原文抜粋.
ハンドブックは、区立小学校の4年生から6年生と区立中学校の全生徒のほか、区内の私立・都立・国立の小・中・高校、児童館や青少年交流センター等の子ども関係機関に配布しています。

次に、「不登校支援ガイドライン」素案についてです。

不登校児童・生徒が年々増加する中、不登校支援を行うにあたっては、児童生徒への個々に応じた支援だけでなく、子どもの居場所や多様な学びのできる学校づくりの視点が必要です。

各学校において、児童・生徒一人一人の心身の状態等を十分に理解・把握し、それぞれの状態に応じた適切な支援を、継続的に行っていく必要があります。

教育委員会では、多様化する社会の中で、子どもたち一人一人の多様な学びを推進するために、不登校の原因となる子どもの悩みやストレスに寄り添い、子どもを支える取組みを進めるとともに魅力ある学校づくりを目指してまいります。

課題 1. 抜粋のうち、「不登校児童・生徒が年々増加す」から「に行っていく必要があります。」までを、その語句も含めてそのまま書き出すこと。
課題 2.
抜粋について次の問いに答えよ。
(a) ハンドブックは、区立中学校ではどの生徒に配布されているか。
(b) 「不登校支援ガイドライン」は、どの段階のものとして示されているか。
(c) 教育委員会が目指すとしているのは、どのような学校づくりか。

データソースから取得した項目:
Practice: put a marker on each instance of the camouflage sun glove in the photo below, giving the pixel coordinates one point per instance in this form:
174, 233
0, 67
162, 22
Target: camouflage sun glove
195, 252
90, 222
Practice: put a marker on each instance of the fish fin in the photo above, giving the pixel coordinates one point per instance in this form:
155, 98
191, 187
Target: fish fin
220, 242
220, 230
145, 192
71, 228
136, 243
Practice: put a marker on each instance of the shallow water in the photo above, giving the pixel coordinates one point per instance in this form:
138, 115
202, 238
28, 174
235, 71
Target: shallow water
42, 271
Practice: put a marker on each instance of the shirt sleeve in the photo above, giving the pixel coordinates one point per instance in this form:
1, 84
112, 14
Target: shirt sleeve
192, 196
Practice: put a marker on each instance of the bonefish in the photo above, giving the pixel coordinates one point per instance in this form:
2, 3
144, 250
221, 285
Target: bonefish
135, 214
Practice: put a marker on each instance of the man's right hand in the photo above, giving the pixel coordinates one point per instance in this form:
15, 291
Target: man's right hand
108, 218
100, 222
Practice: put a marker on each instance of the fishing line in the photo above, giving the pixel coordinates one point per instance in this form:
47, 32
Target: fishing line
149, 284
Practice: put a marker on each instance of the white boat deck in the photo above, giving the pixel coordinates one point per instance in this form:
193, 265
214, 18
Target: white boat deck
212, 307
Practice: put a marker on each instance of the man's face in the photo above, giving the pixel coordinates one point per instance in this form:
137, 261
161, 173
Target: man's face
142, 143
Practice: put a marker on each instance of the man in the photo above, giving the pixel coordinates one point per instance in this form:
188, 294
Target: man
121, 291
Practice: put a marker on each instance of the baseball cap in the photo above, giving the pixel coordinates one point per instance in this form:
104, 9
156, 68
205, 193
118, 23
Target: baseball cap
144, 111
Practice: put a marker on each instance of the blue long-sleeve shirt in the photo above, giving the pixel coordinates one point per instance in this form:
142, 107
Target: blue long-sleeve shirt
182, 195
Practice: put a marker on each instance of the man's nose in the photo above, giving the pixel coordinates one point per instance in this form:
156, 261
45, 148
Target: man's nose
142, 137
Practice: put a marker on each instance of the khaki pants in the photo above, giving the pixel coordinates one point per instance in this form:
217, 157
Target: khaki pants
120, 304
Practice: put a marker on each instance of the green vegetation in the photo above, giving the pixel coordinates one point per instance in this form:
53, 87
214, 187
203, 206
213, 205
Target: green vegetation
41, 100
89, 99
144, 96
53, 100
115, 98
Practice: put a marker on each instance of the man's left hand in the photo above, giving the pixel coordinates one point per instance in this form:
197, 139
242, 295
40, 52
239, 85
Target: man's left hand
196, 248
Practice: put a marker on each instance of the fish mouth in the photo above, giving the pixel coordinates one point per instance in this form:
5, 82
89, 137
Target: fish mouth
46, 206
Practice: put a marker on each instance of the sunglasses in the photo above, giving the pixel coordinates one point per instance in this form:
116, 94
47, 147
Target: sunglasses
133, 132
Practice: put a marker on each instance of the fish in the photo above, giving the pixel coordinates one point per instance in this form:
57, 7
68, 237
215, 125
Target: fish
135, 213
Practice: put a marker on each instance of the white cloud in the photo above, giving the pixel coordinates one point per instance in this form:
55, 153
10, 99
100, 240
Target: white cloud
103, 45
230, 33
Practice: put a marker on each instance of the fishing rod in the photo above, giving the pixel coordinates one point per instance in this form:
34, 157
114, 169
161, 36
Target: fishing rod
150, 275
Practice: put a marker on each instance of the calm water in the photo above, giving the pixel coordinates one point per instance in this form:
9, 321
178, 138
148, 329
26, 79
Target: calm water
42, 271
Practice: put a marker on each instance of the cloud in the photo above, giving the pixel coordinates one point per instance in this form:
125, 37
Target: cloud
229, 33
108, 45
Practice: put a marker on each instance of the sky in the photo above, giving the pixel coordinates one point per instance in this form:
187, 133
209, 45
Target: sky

解答 1.
不登校児童・生徒が年々増加する中、不登校支援を行うにあたっては、児童生徒への個々に応じた支援だけでなく、子どもの居場所や多様な学びのできる学校づくりの視点が必要です。

各学校において、児童・生徒一人一人の心身の状態等を十分に理解・把握し、それぞれの状態に応じた適切な支援を、継続的に行っていく必要があります。

解答 2.
(a) 全生徒
(b) 素案
(c) 魅力ある学校づくり